Отрывок для чтения -

###

Рыба продается живой. Морской мороженой рыбы венгры потребляют немного. Лучшее доказательство свежести рыбы — ее способность плавать в садке. Покупатель покажет, что ему надо, и вот уже карп или лещ отбивает чечетку хвостом на весах. Берут чаще не целую рыбу, а пару-тройку рыбных ломтей — каждый нередко размером со сковородку. Ритуал умерщвления карпа, амура или сома на глазах покупателей тоже способ рекламы свежести рыбы.

На рынке нет длинных рядов с бок о бок стоящими продавцами. Рынок напоминает продовольственный ГУМ с большим числом отделений. Этому есть причины, о которых скажем попозже.

Второй этаж рынка — цветы, инвентарь для сада и огорода. Тут продаются машины для стрижки травы, разные инструменты, сетки, шланги, прозрачный пластик для парников. Рядом — предметы сельских кустарных промыслов: глиняная посуда, корзины из прутьев, кружева, вышивка. Главные покупатели тут — иностранцы.

###

Набор данных -
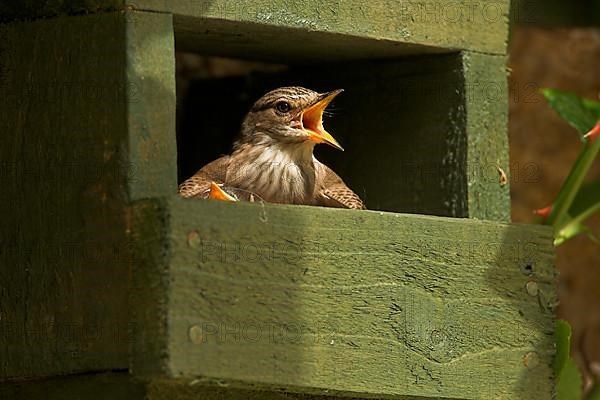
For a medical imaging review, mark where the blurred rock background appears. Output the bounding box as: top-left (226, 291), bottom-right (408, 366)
top-left (509, 27), bottom-right (600, 388)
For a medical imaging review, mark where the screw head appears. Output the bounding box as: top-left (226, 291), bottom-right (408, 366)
top-left (523, 351), bottom-right (540, 369)
top-left (525, 281), bottom-right (539, 297)
top-left (188, 231), bottom-right (200, 248)
top-left (188, 325), bottom-right (204, 344)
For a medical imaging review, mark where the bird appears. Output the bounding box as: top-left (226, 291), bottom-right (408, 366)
top-left (179, 86), bottom-right (366, 209)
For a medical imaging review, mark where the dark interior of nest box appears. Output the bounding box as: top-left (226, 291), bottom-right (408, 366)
top-left (176, 52), bottom-right (467, 217)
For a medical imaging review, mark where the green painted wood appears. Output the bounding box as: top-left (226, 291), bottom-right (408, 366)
top-left (0, 14), bottom-right (128, 380)
top-left (462, 52), bottom-right (510, 222)
top-left (137, 0), bottom-right (510, 58)
top-left (0, 0), bottom-right (510, 56)
top-left (0, 12), bottom-right (176, 380)
top-left (132, 198), bottom-right (555, 399)
top-left (0, 371), bottom-right (441, 400)
top-left (0, 372), bottom-right (146, 400)
top-left (125, 12), bottom-right (177, 200)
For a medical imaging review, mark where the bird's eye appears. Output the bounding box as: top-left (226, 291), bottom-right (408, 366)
top-left (275, 101), bottom-right (292, 114)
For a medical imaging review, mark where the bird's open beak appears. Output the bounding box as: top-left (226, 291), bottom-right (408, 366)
top-left (301, 89), bottom-right (344, 151)
top-left (208, 182), bottom-right (237, 201)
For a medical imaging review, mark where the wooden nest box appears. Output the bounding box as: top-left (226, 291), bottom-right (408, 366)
top-left (0, 0), bottom-right (555, 400)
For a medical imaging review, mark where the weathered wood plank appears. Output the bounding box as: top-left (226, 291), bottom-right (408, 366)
top-left (141, 0), bottom-right (510, 60)
top-left (0, 0), bottom-right (510, 55)
top-left (132, 198), bottom-right (555, 399)
top-left (0, 371), bottom-right (441, 400)
top-left (0, 8), bottom-right (176, 380)
top-left (125, 12), bottom-right (177, 200)
top-left (179, 53), bottom-right (510, 221)
top-left (0, 14), bottom-right (128, 380)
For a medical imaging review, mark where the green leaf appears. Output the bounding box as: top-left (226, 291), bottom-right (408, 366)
top-left (585, 381), bottom-right (600, 400)
top-left (553, 319), bottom-right (571, 376)
top-left (542, 89), bottom-right (600, 137)
top-left (553, 320), bottom-right (583, 400)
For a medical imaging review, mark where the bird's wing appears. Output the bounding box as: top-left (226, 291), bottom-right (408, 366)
top-left (179, 156), bottom-right (230, 198)
top-left (317, 164), bottom-right (366, 210)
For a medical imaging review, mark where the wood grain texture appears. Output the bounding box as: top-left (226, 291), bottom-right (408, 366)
top-left (132, 198), bottom-right (555, 399)
top-left (124, 11), bottom-right (177, 201)
top-left (0, 14), bottom-right (128, 380)
top-left (138, 0), bottom-right (510, 58)
top-left (0, 371), bottom-right (441, 400)
top-left (0, 8), bottom-right (176, 380)
top-left (0, 0), bottom-right (510, 55)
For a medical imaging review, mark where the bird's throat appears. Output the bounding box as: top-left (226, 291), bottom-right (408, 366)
top-left (227, 142), bottom-right (316, 204)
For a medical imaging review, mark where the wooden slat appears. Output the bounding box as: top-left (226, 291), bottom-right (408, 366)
top-left (0, 0), bottom-right (510, 56)
top-left (132, 198), bottom-right (555, 399)
top-left (0, 12), bottom-right (176, 380)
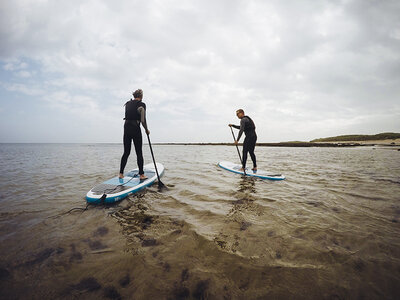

###

Задание - Перепишите дословно часть отрывка о венгерском рынке: от слов «На рынке нет» до слов «тут — иностранцы.» включительно.

Ответ к заданию -
На рынке нет длинных рядов с бок о бок стоящими продавцами. Рынок напоминает продовольственный ГУМ с большим числом отделений. Этому есть причины, о которых скажем попозже.

Второй этаж рынка — цветы, инвентарь для сада и огорода. Тут продаются машины для стрижки травы, разные инструменты, сетки, шланги, прозрачный пластик для парников. Рядом — предметы сельских кустарных промыслов: глиняная посуда, корзины из прутьев, кружева, вышивка. Главные покупатели тут — иностранцы.